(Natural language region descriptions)
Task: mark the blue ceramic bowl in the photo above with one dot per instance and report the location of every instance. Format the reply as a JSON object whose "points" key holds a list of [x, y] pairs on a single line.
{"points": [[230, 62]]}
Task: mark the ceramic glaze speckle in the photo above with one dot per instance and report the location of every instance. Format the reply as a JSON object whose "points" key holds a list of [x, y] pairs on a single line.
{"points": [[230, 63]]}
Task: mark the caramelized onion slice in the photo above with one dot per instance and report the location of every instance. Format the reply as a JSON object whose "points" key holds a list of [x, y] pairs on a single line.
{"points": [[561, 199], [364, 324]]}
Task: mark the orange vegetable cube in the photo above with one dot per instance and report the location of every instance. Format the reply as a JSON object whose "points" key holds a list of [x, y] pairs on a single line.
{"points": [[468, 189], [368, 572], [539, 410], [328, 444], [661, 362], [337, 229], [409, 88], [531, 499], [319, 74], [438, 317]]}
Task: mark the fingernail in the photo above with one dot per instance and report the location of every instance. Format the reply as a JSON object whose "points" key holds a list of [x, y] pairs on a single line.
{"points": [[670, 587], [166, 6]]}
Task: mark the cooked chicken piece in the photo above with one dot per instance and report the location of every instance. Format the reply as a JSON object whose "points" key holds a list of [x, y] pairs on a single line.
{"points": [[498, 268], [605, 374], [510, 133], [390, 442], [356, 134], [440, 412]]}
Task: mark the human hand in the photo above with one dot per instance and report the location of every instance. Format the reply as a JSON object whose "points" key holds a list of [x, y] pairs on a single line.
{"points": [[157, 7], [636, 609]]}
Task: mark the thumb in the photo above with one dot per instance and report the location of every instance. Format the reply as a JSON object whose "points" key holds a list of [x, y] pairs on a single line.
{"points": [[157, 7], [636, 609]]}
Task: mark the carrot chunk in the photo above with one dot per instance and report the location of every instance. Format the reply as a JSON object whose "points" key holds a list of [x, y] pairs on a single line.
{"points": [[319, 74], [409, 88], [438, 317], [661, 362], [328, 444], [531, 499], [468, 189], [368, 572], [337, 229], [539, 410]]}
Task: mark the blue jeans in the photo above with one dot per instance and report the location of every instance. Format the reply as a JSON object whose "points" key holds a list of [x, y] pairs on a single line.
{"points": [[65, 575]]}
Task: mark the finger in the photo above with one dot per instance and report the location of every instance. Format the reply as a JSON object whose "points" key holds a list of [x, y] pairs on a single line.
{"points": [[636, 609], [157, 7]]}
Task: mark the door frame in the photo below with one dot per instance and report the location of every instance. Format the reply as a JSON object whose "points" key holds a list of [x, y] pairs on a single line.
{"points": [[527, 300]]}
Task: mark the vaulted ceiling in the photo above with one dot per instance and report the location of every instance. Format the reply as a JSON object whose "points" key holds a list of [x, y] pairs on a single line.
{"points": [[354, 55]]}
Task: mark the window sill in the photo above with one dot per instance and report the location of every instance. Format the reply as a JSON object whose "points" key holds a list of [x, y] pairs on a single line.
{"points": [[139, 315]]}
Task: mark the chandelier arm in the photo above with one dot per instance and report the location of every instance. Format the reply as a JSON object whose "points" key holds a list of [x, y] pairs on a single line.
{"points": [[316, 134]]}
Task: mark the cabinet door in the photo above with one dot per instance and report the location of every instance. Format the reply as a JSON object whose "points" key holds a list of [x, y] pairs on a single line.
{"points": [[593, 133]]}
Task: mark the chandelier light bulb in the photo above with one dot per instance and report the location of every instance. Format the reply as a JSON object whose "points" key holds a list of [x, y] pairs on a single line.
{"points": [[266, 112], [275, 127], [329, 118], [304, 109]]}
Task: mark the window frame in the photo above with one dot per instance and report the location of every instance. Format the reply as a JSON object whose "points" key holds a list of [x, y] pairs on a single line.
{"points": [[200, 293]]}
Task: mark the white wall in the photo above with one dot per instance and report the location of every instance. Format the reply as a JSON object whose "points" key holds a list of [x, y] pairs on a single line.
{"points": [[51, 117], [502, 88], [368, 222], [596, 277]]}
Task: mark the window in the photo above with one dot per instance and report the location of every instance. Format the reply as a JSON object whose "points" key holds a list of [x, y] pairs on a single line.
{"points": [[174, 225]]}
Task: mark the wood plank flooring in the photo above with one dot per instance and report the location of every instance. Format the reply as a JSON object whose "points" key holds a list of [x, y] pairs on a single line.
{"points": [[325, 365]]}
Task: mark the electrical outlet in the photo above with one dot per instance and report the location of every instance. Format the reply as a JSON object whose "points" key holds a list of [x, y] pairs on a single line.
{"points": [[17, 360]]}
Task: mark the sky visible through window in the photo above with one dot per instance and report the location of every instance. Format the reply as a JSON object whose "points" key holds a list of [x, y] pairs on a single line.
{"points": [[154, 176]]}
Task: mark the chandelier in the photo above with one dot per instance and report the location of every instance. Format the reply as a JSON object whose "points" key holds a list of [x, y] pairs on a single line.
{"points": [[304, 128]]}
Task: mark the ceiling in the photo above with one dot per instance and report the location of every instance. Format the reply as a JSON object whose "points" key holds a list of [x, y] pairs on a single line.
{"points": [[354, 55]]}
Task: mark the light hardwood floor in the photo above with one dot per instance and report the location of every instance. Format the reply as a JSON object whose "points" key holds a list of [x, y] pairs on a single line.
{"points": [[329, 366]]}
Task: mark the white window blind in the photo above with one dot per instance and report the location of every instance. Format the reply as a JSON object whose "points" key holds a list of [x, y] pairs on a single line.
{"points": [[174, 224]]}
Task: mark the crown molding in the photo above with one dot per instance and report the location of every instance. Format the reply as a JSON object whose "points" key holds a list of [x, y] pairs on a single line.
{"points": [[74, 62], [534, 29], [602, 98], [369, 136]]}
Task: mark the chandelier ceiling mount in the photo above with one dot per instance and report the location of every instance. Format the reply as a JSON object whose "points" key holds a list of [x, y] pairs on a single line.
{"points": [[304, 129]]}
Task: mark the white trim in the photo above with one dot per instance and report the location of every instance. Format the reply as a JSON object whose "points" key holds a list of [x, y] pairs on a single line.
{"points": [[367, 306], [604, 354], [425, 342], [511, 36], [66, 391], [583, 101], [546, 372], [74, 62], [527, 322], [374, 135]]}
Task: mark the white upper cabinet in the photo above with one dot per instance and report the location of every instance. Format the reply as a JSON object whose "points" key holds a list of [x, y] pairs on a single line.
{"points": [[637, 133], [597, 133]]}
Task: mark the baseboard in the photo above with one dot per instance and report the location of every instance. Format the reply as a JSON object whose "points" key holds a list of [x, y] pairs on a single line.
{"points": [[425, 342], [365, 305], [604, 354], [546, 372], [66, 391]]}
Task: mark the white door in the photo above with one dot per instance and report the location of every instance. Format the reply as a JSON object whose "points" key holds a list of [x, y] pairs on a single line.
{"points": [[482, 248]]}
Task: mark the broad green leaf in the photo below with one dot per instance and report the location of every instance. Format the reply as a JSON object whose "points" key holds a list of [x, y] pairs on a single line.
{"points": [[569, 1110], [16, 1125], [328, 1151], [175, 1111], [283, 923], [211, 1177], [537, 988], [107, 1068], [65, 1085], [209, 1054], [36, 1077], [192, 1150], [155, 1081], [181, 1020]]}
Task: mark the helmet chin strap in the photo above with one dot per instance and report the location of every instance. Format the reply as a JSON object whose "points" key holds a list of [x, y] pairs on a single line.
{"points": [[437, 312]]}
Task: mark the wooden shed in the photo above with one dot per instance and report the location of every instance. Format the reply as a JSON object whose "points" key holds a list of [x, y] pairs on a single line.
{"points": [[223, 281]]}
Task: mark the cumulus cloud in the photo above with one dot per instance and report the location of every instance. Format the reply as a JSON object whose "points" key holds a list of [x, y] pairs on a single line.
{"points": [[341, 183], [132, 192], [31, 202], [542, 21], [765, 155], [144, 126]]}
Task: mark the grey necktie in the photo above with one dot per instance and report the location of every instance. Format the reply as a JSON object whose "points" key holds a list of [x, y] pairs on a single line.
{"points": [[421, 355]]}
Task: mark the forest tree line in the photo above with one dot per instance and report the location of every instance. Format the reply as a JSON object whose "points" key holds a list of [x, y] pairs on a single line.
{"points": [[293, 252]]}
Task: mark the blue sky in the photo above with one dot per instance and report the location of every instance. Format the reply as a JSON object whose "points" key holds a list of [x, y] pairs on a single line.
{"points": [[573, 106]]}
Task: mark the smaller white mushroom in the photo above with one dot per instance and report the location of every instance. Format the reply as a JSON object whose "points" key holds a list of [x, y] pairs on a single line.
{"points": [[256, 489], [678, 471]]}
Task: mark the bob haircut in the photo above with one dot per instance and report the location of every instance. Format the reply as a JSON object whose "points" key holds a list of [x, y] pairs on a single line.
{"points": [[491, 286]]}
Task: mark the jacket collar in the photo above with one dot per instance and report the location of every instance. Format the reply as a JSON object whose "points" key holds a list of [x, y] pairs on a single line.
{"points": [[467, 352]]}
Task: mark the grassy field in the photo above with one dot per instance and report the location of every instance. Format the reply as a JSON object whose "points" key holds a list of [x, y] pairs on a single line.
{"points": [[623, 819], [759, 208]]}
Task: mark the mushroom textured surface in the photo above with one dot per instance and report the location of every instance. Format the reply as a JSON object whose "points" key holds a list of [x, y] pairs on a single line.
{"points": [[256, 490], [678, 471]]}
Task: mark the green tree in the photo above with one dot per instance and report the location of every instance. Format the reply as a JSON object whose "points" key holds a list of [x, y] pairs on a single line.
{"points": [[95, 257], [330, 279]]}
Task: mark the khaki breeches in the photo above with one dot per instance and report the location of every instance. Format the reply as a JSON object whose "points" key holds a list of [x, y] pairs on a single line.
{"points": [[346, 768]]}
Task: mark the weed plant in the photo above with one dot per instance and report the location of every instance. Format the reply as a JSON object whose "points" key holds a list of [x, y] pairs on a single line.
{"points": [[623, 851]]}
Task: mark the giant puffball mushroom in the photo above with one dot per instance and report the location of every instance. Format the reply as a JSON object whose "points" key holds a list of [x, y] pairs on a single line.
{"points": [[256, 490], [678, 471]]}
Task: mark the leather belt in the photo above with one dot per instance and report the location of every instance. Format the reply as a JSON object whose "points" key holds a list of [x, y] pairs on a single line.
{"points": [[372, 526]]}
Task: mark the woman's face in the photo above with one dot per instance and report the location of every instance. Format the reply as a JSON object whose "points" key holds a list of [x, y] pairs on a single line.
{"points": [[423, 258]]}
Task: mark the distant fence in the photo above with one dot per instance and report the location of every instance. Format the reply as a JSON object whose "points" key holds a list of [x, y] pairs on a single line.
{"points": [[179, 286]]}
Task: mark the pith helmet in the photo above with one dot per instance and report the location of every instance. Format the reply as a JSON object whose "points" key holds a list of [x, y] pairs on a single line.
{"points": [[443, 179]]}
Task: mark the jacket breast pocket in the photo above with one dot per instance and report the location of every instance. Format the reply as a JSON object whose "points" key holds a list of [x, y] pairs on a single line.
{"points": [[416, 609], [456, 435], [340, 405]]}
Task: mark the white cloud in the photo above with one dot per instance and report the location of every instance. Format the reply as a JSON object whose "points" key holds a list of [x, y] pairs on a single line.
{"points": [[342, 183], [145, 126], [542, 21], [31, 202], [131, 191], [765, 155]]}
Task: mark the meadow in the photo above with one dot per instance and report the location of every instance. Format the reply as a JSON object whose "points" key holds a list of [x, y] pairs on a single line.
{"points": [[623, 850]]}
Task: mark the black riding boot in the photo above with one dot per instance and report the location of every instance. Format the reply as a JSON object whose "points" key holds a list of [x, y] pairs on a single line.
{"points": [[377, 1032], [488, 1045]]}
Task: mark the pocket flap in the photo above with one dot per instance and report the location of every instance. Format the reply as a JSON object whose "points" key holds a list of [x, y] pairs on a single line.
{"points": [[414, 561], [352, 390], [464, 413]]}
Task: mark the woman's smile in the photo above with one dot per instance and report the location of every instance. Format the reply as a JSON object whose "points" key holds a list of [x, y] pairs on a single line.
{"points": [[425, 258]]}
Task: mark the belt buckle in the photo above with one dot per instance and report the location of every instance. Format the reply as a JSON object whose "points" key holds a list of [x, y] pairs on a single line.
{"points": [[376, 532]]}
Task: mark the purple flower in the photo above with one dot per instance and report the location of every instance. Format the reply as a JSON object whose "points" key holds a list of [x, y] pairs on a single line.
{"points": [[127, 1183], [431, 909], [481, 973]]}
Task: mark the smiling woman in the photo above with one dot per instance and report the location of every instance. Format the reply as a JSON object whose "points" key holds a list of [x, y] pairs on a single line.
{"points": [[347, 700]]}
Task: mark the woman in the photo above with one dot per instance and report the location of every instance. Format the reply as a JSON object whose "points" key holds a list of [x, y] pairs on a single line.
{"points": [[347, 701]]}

__Task prompt__
Once the line with "Task: mark the woman in" is found, transcribe it and each line after it through the final line of the entries, exactly and only.

__Written response__
Task: mark the woman in the photo above with one dot per instance and report the location of every instance. Format the reply as a JSON object whose "points" key holds a list of [x, y] pairs on a single line.
{"points": [[347, 701]]}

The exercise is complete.